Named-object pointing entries
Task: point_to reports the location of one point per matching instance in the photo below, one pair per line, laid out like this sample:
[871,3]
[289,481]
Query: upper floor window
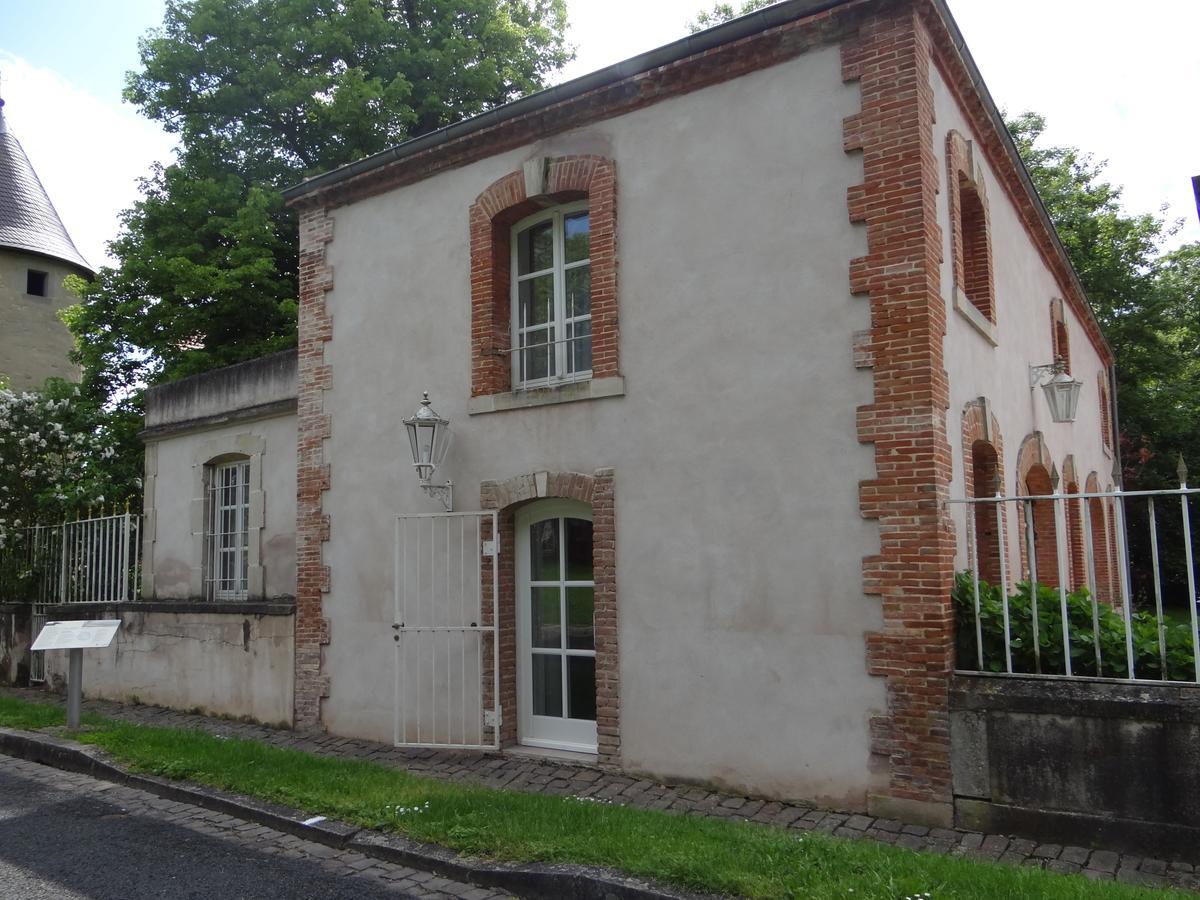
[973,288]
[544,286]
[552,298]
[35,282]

→ **Required task**:
Copy the entries above word for word, leaving out the pictures.

→ **Answer for this exercise**:
Task: point_to reports the location of one point per matching instance in the photo below, one pair per line, laid out like this sample:
[871,3]
[289,481]
Query: upper floor window
[973,288]
[544,286]
[552,298]
[35,282]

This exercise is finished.